## Records for the task
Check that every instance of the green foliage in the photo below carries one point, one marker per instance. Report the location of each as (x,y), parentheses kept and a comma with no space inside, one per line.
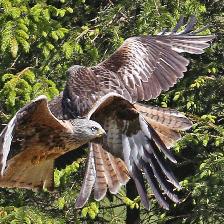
(39,40)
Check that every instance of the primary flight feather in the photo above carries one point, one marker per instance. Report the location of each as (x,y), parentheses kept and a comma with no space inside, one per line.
(138,136)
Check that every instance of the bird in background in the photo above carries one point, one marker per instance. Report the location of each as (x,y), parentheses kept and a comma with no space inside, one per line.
(138,135)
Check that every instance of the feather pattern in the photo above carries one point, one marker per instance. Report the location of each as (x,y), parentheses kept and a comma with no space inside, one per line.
(140,69)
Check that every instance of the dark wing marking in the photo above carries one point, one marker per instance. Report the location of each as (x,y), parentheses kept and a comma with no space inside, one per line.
(166,122)
(138,70)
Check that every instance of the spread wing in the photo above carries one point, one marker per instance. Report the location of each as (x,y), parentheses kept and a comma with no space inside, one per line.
(140,136)
(21,143)
(139,70)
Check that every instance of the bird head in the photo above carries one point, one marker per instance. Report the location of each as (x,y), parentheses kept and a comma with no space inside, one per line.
(87,129)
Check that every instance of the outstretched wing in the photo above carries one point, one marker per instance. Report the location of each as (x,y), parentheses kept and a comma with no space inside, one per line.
(22,139)
(139,70)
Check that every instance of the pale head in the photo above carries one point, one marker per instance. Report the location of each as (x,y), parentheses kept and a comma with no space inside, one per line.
(87,129)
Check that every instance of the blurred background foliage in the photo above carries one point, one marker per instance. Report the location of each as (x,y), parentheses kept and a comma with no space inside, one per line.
(41,39)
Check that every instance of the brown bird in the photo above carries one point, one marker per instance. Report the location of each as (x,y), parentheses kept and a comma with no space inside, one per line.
(33,139)
(138,136)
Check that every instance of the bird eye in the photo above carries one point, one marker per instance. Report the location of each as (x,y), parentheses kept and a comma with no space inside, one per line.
(94,128)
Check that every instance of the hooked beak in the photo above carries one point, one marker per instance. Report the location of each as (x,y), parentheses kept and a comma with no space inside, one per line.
(101,132)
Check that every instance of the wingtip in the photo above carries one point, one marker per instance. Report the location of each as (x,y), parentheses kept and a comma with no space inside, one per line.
(41,97)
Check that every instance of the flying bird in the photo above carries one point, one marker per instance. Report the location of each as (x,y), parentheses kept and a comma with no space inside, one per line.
(33,139)
(138,136)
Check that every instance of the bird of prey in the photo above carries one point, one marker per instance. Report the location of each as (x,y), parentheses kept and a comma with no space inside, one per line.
(138,136)
(33,139)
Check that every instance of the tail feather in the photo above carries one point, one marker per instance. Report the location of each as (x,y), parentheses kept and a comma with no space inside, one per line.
(166,122)
(88,182)
(103,170)
(23,174)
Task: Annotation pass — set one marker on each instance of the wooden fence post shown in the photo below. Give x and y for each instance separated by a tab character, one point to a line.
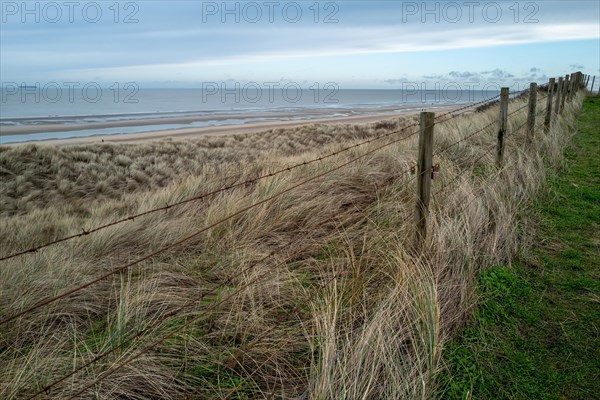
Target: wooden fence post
531	112
559	90
502	122
548	118
564	93
572	84
424	170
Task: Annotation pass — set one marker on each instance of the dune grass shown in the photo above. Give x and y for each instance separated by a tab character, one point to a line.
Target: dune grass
535	330
315	294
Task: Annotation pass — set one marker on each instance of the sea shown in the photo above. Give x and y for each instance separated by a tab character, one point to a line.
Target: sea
163	109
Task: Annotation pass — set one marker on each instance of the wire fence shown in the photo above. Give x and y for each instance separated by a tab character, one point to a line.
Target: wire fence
46	389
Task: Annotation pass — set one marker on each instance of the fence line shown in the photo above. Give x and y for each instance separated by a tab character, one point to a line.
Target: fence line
195	234
180	309
34	249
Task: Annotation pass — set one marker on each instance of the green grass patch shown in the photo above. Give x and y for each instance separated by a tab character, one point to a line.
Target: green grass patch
535	331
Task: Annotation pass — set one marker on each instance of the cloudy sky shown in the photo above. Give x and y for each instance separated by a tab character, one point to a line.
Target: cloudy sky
356	44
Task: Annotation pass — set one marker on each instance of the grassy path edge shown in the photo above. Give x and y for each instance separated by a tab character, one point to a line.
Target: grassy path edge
535	330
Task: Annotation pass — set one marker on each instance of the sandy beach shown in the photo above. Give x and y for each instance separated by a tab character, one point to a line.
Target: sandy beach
388	113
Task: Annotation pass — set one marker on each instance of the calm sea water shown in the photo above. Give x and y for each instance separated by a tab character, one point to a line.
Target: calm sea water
111	103
57	106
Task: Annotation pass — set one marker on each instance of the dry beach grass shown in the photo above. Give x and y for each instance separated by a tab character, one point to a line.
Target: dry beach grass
321	296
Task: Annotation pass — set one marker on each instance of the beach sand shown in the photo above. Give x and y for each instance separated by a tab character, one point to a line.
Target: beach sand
194	132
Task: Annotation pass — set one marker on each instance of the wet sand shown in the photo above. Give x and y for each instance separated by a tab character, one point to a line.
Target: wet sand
194	132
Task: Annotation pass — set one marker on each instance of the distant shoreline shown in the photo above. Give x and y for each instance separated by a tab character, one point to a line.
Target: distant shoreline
191	132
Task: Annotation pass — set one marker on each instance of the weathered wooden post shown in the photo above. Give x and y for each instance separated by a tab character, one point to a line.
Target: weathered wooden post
563	97
424	170
559	91
502	123
531	112
548	117
572	84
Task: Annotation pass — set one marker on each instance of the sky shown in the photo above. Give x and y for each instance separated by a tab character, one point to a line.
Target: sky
354	44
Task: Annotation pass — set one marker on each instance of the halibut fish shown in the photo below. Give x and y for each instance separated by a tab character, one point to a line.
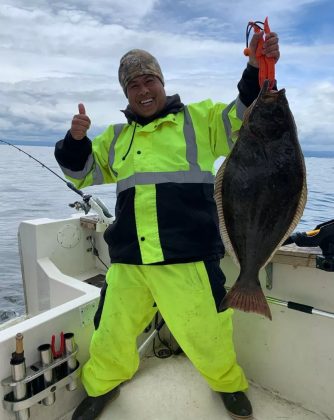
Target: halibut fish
260	192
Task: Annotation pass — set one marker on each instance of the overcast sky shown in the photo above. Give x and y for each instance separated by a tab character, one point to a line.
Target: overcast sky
55	54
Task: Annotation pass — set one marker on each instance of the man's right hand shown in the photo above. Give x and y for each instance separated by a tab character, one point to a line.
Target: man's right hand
80	124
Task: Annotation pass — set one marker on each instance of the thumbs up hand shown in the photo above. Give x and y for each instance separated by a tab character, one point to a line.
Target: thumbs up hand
80	123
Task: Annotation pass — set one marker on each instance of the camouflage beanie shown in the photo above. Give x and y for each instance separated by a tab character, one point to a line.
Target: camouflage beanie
137	63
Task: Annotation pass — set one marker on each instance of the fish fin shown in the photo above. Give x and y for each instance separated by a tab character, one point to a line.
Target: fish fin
296	219
247	300
219	203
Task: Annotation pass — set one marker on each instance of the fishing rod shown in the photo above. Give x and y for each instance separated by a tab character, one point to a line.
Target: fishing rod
69	184
89	202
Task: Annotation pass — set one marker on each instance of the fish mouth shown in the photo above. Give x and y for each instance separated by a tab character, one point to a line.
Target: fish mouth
265	87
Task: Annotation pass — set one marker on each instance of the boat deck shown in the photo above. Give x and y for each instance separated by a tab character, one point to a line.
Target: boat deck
171	389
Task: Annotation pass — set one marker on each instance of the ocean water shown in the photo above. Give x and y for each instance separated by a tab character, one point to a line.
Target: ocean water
29	191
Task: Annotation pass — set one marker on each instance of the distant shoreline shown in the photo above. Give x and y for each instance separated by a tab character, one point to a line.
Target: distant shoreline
307	153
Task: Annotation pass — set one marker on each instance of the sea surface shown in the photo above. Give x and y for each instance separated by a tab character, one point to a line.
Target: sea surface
29	191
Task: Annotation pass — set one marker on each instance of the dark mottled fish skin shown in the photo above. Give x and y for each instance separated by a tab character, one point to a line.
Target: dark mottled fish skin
260	191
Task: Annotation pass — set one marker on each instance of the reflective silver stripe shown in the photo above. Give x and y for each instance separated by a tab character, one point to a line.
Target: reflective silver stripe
227	124
194	175
117	130
80	174
181	177
97	175
191	145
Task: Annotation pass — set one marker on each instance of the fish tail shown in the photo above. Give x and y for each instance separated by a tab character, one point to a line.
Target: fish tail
247	300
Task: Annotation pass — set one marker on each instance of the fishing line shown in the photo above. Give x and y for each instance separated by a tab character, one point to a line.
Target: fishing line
69	184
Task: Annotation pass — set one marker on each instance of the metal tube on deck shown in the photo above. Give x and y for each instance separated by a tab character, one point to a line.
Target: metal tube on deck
72	361
47	359
18	369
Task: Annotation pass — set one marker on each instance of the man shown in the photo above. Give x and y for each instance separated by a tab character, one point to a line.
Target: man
165	245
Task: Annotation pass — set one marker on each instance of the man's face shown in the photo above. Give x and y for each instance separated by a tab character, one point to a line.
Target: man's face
146	95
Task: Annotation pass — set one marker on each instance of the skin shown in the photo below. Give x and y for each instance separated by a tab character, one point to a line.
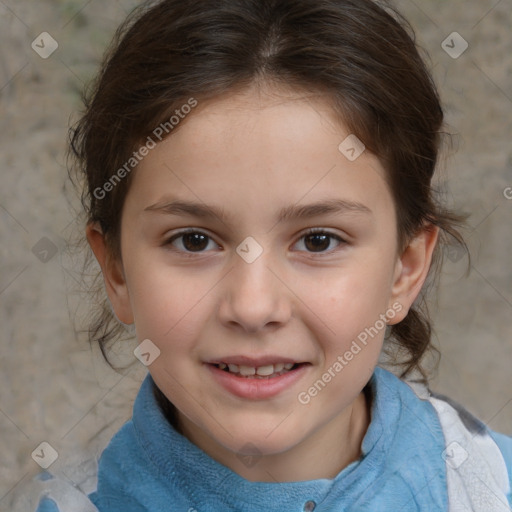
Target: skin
251	154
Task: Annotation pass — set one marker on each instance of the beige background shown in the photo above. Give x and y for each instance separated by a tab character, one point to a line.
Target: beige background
54	388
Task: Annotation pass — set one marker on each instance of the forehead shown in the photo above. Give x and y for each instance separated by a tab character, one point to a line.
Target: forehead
259	149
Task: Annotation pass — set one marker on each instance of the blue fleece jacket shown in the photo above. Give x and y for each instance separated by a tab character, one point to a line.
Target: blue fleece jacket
149	467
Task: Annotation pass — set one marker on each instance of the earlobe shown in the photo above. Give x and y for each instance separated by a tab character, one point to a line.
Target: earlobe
113	274
412	268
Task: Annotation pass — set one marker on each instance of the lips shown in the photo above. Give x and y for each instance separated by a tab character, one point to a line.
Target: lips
257	379
265	371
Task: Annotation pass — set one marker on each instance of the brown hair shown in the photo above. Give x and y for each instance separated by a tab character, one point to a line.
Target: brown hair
359	54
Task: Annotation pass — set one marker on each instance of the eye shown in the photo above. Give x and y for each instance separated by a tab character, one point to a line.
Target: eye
319	241
190	241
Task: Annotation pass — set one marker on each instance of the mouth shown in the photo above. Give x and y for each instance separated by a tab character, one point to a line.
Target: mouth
268	371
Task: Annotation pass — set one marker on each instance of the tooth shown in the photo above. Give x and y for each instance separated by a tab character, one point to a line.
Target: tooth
245	370
265	370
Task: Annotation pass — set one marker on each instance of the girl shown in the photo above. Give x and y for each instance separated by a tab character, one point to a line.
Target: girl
258	192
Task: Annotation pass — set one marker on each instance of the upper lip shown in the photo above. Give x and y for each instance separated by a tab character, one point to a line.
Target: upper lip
254	362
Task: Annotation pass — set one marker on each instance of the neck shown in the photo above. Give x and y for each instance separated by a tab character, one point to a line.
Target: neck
314	458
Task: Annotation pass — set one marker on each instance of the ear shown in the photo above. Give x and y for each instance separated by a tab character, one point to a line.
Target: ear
113	274
411	270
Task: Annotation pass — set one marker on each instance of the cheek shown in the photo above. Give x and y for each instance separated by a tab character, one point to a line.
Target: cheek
167	302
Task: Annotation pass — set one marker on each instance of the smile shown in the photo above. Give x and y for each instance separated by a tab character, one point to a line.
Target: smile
268	371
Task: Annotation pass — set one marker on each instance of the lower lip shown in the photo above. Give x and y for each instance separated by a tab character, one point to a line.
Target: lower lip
254	388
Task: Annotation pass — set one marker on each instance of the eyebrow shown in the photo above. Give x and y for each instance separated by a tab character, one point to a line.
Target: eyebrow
201	210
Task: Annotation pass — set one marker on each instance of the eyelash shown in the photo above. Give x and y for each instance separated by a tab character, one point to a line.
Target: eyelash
309	232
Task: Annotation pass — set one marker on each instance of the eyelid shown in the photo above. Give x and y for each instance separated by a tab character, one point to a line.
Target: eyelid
324	231
310	231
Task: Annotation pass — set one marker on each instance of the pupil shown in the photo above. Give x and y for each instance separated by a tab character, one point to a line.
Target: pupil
321	242
195	241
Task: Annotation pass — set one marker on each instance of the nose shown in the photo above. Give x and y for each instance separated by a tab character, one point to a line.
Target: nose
254	298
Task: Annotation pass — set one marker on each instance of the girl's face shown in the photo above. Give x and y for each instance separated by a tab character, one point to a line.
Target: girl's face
221	272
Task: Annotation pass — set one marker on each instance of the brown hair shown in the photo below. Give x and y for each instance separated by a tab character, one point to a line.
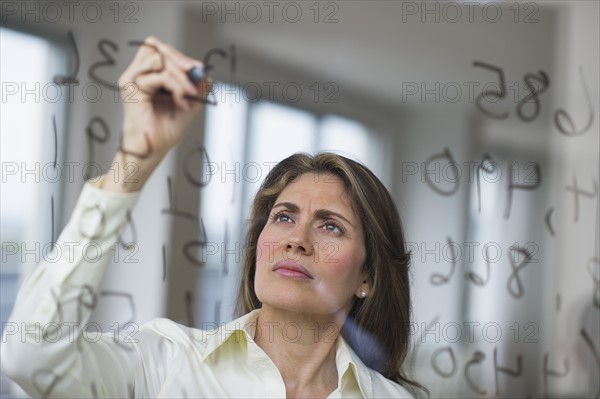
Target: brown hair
377	327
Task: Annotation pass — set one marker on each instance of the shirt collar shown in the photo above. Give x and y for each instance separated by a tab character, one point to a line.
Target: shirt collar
350	367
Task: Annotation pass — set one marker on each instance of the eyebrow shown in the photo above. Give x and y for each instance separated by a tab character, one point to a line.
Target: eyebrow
320	213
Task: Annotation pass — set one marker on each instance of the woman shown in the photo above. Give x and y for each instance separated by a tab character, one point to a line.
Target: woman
324	299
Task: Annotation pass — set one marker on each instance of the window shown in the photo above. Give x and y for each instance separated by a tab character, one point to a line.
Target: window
31	140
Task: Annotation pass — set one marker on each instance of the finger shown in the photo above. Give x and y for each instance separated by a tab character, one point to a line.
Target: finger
181	60
181	77
146	61
153	82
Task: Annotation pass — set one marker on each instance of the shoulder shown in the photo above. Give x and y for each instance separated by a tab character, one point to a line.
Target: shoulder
170	337
386	388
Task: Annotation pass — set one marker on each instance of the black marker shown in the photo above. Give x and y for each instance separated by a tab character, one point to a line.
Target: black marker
196	74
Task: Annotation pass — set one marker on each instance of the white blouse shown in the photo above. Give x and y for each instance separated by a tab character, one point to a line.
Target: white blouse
46	352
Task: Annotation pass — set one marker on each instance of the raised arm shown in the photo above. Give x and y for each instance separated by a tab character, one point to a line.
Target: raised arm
48	347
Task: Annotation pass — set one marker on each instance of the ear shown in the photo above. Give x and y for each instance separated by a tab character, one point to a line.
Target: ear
363	289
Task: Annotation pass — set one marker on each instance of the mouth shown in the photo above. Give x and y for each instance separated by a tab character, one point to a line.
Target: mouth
290	269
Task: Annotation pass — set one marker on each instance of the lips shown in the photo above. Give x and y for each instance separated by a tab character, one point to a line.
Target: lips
290	269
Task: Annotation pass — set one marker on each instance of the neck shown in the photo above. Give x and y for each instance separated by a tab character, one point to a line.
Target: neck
303	347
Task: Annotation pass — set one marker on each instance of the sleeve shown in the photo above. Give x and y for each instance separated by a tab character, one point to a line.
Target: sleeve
48	347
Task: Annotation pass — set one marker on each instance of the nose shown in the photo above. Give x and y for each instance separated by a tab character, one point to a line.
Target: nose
299	242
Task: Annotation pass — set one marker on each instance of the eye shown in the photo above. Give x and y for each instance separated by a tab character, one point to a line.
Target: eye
281	217
333	227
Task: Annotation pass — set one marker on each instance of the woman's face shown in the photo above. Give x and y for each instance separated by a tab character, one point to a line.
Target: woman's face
311	252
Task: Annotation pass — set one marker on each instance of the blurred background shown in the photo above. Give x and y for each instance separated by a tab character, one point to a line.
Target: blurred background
480	117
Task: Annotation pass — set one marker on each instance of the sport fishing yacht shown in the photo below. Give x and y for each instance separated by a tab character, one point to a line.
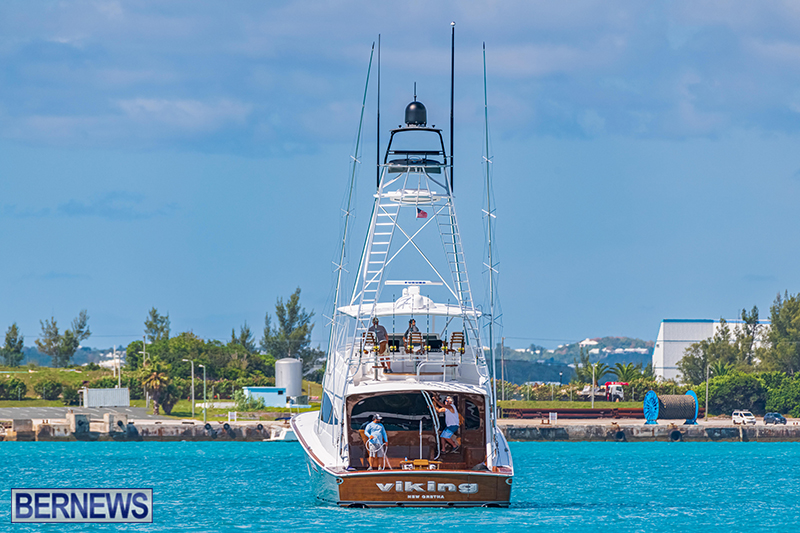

## Goal of the exercise
Your copy should hold exactly the lines from the line bearing "Target: woman's face" through the end of the data, both included, and no pictures or anything further.

## Task response
Target: woman's face
311	252
Task: Annotation pass — set one marker on each instance of the blurred background shown in the photo above. Give x and y for each instance separated by a tab character, one point to a line.
Target: blurred background
480	117
Task: Annotation pass — set one marker on each instance of the sport fishing yacht shown in the photo below. Give x and y for each instance separated by a tab character, one point to a line.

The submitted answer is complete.